## Task to complete
What lines of the listing below contain the word "tree"? Copy each of them out.

## Extracted entries
■ ■ ■ ■

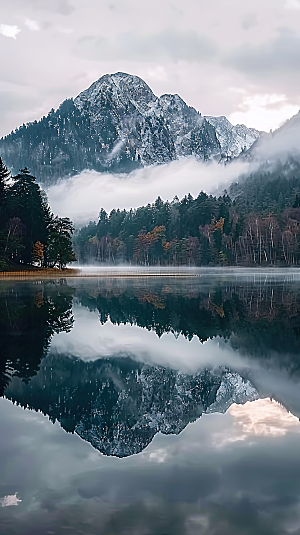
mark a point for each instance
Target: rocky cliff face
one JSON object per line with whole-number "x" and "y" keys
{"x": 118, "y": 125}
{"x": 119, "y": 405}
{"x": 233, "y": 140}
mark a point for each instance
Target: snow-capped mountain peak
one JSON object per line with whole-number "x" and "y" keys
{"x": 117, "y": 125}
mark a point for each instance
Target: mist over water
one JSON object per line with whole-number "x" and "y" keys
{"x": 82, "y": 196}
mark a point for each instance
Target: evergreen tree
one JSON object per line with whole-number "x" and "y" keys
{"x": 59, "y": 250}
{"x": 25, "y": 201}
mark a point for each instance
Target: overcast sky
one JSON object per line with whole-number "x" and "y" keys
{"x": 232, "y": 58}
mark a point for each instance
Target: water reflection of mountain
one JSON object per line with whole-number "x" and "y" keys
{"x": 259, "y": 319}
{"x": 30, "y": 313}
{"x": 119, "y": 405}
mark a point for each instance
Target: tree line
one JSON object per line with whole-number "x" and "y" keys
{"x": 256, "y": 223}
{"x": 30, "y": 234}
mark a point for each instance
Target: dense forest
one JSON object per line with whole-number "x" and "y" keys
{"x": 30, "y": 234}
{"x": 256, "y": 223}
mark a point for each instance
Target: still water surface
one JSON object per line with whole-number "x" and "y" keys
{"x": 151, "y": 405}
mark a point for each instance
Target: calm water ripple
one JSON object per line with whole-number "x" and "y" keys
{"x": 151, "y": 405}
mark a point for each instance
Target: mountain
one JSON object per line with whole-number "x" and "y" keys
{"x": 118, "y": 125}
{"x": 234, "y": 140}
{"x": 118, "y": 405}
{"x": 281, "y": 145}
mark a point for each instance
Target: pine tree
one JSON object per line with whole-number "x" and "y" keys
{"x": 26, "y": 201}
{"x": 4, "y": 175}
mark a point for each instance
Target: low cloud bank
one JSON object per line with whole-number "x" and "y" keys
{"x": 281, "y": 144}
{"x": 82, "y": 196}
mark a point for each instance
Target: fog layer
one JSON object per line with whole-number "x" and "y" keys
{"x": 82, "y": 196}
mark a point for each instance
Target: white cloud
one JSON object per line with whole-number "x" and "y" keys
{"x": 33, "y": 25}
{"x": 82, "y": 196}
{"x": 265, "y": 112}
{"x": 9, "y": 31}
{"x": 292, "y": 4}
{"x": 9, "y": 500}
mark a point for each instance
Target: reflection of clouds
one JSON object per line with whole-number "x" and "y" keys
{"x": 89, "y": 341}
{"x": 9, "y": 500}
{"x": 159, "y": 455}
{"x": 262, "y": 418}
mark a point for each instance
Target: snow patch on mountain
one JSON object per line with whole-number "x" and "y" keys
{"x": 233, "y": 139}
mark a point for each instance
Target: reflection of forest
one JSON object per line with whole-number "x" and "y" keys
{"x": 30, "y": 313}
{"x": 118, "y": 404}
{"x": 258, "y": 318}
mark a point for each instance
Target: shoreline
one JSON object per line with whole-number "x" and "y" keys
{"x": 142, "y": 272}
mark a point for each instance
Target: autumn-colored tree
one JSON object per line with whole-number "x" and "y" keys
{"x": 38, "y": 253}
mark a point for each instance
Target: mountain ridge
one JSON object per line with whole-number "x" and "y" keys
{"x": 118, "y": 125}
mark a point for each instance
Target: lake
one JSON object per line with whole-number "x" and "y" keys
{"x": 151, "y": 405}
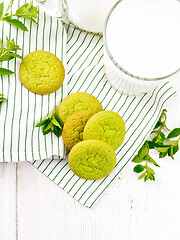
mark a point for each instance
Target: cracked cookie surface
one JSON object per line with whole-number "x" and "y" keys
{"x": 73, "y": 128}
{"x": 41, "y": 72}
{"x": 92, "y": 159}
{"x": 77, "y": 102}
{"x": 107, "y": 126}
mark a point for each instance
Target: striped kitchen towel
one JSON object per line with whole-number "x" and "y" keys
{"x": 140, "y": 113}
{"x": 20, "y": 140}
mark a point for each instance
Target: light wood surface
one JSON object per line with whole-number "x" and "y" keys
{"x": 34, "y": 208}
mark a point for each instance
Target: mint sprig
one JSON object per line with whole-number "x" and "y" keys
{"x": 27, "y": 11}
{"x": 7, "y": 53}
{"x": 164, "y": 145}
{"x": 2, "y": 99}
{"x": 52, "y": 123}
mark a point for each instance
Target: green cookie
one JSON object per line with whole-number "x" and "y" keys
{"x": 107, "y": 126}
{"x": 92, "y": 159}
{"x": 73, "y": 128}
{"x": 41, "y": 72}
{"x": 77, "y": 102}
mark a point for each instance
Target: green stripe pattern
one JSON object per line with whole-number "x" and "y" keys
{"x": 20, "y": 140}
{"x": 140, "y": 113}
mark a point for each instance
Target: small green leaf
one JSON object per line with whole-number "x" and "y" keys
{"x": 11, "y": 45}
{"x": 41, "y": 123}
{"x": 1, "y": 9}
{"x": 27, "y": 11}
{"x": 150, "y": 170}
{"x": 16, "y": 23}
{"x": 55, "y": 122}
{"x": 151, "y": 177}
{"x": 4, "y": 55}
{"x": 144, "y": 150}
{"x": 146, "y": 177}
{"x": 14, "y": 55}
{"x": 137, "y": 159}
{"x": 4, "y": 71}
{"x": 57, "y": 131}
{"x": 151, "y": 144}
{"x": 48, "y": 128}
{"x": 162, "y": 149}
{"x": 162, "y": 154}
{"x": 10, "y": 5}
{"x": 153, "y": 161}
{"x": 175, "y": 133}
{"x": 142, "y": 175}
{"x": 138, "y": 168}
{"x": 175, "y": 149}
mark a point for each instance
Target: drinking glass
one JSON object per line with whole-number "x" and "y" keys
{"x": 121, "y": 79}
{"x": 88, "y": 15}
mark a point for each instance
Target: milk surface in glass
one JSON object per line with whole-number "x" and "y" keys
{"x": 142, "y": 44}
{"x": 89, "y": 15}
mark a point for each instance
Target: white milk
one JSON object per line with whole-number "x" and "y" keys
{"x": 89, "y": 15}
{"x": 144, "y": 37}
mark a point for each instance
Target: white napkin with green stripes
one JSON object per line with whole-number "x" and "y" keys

■ ■ ■ ■

## Answer space
Target: evergreen tree
Target: tree line
Target: pine tree
Target: autumn-colored tree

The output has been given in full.